Problem details: Collect every line in the records below that contains the string "flower", treating uppercase and lowercase as different.

Record set:
-- begin --

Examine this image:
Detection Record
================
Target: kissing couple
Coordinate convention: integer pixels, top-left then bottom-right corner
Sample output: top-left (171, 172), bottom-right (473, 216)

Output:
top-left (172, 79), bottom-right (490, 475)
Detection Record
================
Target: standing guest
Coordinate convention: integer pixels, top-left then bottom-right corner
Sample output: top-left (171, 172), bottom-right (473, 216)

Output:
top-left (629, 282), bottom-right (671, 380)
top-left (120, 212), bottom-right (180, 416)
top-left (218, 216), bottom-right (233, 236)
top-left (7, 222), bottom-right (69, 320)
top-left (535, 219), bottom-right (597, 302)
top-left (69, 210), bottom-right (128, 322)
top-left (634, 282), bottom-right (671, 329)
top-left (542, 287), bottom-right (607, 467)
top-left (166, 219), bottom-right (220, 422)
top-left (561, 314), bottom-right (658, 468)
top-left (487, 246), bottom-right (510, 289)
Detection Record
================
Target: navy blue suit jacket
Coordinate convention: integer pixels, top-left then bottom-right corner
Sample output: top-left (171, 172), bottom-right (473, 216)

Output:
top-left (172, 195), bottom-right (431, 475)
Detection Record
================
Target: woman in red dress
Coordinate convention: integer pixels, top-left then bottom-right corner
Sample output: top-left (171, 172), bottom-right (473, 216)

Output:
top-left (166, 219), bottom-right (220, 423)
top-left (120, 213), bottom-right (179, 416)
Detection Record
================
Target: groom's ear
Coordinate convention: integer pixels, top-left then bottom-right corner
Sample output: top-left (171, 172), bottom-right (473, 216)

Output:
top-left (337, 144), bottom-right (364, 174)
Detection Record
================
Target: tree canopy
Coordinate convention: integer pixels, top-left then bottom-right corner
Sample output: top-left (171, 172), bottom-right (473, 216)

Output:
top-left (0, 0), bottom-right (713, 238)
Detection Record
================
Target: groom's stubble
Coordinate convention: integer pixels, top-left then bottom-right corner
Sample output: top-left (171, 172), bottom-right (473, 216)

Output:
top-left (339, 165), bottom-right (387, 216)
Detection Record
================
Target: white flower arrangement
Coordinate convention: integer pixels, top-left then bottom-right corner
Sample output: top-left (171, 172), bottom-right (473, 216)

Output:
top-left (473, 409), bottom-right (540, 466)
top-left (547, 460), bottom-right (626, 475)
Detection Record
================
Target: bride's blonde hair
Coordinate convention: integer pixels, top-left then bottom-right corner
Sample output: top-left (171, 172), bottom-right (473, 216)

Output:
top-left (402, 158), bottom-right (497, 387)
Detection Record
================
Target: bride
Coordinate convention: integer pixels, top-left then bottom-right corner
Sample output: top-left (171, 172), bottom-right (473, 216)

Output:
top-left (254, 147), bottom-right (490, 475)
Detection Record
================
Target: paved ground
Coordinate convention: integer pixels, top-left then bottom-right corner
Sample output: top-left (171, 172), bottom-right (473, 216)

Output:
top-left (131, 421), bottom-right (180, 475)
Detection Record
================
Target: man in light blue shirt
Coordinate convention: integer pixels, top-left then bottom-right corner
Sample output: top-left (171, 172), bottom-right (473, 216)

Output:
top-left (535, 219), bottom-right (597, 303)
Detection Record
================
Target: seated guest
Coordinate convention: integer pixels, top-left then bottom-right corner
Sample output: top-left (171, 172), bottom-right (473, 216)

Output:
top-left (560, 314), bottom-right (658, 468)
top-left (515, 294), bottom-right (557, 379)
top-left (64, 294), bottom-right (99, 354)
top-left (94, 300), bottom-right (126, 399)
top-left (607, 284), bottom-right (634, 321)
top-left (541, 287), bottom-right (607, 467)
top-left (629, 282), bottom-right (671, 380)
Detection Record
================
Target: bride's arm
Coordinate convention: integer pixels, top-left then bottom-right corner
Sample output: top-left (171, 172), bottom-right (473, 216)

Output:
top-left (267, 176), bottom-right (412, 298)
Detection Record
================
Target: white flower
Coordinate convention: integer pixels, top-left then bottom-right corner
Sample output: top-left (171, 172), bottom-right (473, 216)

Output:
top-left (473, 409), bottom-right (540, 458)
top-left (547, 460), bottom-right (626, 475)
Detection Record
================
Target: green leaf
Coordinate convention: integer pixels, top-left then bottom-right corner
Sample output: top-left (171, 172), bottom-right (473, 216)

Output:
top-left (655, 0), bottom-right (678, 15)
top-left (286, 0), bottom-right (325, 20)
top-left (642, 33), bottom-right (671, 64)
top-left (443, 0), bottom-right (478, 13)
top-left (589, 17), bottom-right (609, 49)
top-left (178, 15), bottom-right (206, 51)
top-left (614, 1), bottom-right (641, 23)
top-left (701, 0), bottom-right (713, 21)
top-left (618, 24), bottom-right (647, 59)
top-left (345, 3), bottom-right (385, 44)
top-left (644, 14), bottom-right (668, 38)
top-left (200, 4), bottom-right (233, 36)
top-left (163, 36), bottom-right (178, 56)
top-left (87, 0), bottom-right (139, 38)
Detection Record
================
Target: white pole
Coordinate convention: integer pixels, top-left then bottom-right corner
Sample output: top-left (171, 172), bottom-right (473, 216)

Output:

-- end --

Task answer:
Target: white flower arrangement
Target: white flower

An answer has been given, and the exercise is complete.